# SET TASKS
- a) Retype the passage of the write-up on the cardio machine's feet from "ABS pipe is" up to and including "can recreate that.".
- b) In the write-up on the cardio machine's feet, what wall thickness of steel tubing was accidentally ordered?
- c) Name every role that the write-up on the cardio machine's feet says the original plastic pieces serve all at once.

# EXTRACT PROVIDED
>> begin
Great design though it may be, plastic is still plastic, and there’s a lot being asked of these feet. Rhythmically shifting lateral loads will make anything fail eventually, and in this case it took 13 years.

These plastic pieces slide into the tubing (held in place by one screw). They are stabilizing feet, aesthetic trim, and wheels all in one.


Here you can see that both feet failed in the exact same way, within a couple of days of each other. After 13 years. That’s impressive manufacturing consistency!


Since the mounting point is the inside of a tube, and the original feet were plastic, my first stop was every hacker’s favorite aisle at Home Depot- plumbing. I needed a 2.25″ OD… something… and ABS pipe happens to come in exactly that dimension. I grabbed some short pieces and a couple of end caps, cemented it all together, and slid it right into the machine. This worked great!   …For about a day and a half.

On the third exercise session, the feet started squeaking louder and louder…


ABS pipe is remarkably strong stuff. However, remember what I said about rhythmic lateral loads? They will destroy everything sooner or later. In this case, sooner. Much sooner. This gave me new respect for those OEM plastic feet that lasted 13 years. The factory plastic didn’t seem especially robust, but it did have a complex internal bracing structure, instead of being a hollow tube. Engineering is a thing for a reason, folks.

As is tradition here on Blondihacks, when the first solution failed, the next step was to way, way overreact. I said to myself, “Self, let’s make these feet from steel”. Lots and lots of steel. The feet are basically cylinders with a thick part at the ends, and wheels inset on the front. That’s not a particularly complex structure, so I can recreate that.


If there’s time to build something, there’s time to ludicrously, pointlessly, overbuild it.


All I needed was 2.25″ OD metal tubing. In case you’re unaware, in the world of metal stock, “tube” is structural, and “pipe” is functional. For that reason, tubing is accurate in outside diameter, and piping is accurate in inside diameter. Keep that in mind if you’re trying to find round stock for a specific application. My local hardware stores didn’t happen to have that exact dimension, but I have found onlinemetals.com is a great site for small orders of specific pieces like this. They have a great interface for finding exactly what you need, and you can order random-length scraps inexpensively. Shipping is not as bad as you’d expect, either. Of course, any local metal supplier or fabrication shop will also have a scraps or remnants pile that they’ll happily sell/give you stuff from. However, that does require speaking to other human beings. Human contact is rarely a popular option here at Blondihacks.

When ordering, make sure to triple-check your dimensions. I apparently missed a zero on my wall thickness measurement. Steel tubing is very strong, and it doesn’t take much material at all to hold weight. The cardio machine itself is made of 2mm-wall tubing. It looks like cardstock, but doesn’t even blink at having a 150lb primate sweating profusely on top of it.

I accidentally ordered 160mil-wall tubing, which is about 4mm. For perspective, that is heavier than the tubing used in race car roll cages. Whoops.


This is some very serious tubing. Oh well, the OD is correct, so onward!
>> end
# EXTRACTED ENTRIES
>> begin
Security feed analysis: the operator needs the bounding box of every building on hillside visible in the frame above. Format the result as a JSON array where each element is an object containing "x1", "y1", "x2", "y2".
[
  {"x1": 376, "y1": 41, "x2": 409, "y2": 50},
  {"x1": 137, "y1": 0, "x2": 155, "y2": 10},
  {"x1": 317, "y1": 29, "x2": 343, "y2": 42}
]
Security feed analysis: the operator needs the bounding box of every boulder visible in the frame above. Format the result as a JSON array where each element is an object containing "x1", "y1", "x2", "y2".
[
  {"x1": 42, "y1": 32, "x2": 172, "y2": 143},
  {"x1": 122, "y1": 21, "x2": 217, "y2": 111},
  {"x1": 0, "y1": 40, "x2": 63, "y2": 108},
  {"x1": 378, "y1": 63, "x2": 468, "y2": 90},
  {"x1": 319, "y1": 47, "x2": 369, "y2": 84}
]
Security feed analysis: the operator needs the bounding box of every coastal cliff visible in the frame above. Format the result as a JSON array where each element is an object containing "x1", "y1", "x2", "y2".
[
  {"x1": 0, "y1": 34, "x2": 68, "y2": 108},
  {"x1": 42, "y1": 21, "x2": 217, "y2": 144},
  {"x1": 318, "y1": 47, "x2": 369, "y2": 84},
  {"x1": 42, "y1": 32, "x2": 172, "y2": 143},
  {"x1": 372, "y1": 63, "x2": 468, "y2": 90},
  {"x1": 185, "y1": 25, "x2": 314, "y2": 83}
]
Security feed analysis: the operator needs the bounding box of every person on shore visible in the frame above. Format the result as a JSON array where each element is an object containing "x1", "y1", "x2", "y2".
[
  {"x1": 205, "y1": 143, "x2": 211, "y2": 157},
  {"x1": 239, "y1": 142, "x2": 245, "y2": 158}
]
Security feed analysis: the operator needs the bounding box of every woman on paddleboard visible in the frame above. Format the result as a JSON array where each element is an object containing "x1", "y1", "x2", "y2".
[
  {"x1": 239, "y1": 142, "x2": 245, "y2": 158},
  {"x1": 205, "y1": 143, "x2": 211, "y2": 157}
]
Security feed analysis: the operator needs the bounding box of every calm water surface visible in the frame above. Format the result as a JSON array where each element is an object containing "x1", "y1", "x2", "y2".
>> end
# OUTPUTS IN ORDER
- a)
ABS pipe is remarkably strong stuff. However, remember what I said about rhythmic lateral loads? They will destroy everything sooner or later. In this case, sooner. Much sooner. This gave me new respect for those OEM plastic feet that lasted 13 years. The factory plastic didn’t seem especially robust, but it did have a complex internal bracing structure, instead of being a hollow tube. Engineering is a thing for a reason, folks.

As is tradition here on Blondihacks, when the first solution failed, the next step was to way, way overreact. I said to myself, “Self, let’s make these feet from steel”. Lots and lots of steel. The feet are basically cylinders with a thick part at the ends, and wheels inset on the front. That’s not a particularly complex structure, so I can recreate that.

- b) 160mil-wall tubing, which is about 4mm.

- c) Stabilizing feet, aesthetic trim, and wheels.